> _Material provided_

---*---

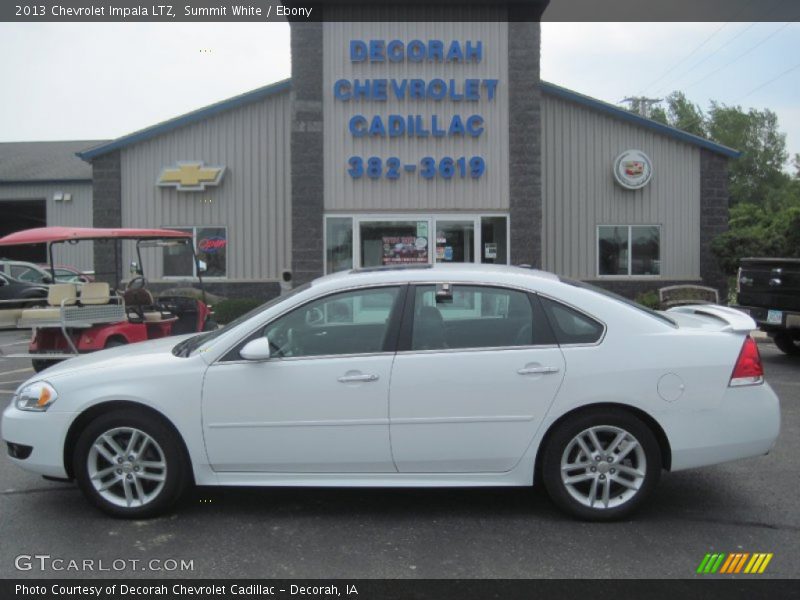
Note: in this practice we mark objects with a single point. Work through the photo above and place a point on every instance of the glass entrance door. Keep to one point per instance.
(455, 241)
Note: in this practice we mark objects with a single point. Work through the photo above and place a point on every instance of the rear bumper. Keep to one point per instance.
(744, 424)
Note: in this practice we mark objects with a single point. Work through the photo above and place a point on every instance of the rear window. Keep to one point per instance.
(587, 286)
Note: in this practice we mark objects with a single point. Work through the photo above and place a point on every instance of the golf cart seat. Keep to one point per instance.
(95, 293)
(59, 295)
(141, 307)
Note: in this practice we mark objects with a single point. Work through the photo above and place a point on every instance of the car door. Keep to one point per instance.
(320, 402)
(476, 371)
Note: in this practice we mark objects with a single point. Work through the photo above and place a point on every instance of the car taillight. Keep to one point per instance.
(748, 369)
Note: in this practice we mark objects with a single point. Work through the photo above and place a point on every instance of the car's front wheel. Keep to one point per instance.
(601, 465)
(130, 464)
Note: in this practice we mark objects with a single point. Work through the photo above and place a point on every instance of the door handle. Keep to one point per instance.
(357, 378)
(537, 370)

---*---

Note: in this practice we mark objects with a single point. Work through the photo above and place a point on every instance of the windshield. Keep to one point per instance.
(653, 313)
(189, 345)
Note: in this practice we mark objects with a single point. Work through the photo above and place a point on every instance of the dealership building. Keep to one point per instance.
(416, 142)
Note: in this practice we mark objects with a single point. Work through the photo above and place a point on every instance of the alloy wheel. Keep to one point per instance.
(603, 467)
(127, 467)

---*---

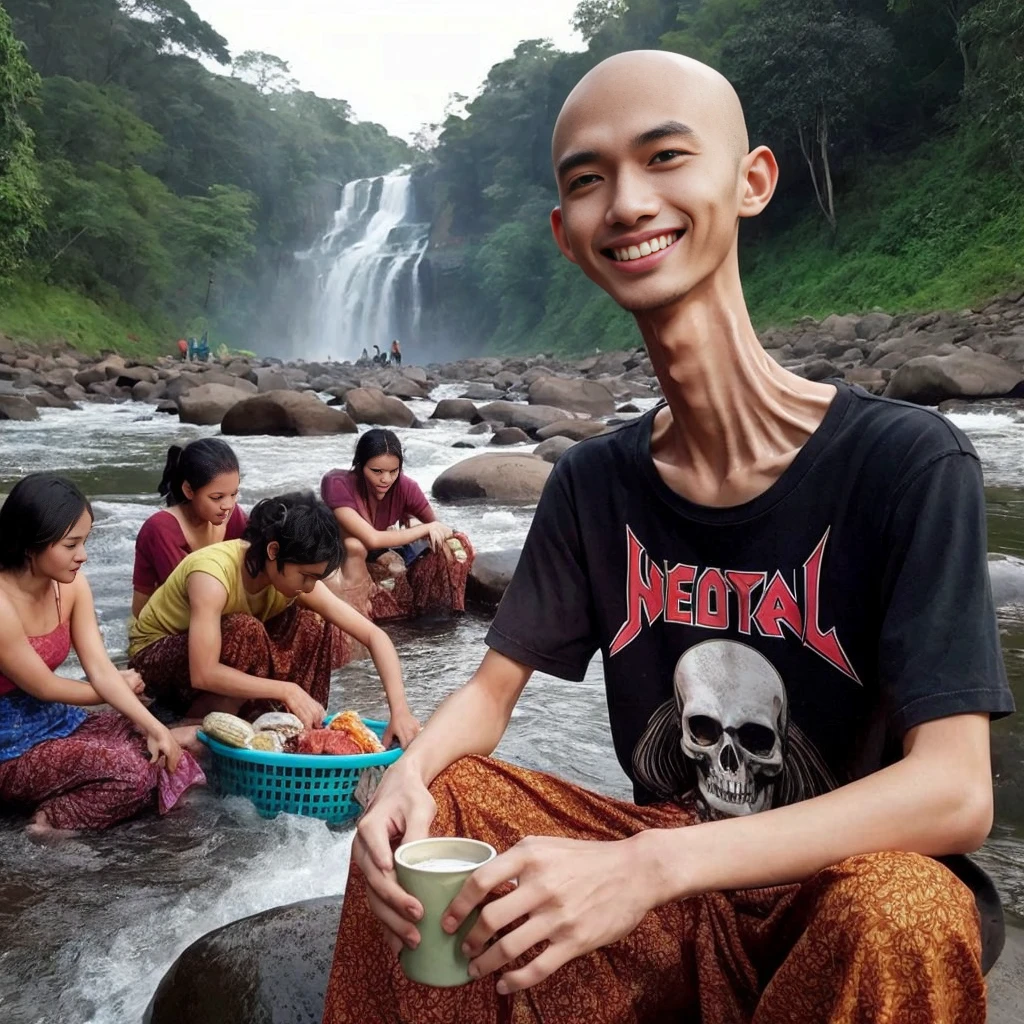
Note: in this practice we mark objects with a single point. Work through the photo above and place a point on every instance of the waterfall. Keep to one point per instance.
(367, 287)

---*---

> _Task prompt_
Count the lines in the records above that contain the word "rear", and give only the number.

> _Correct response_
2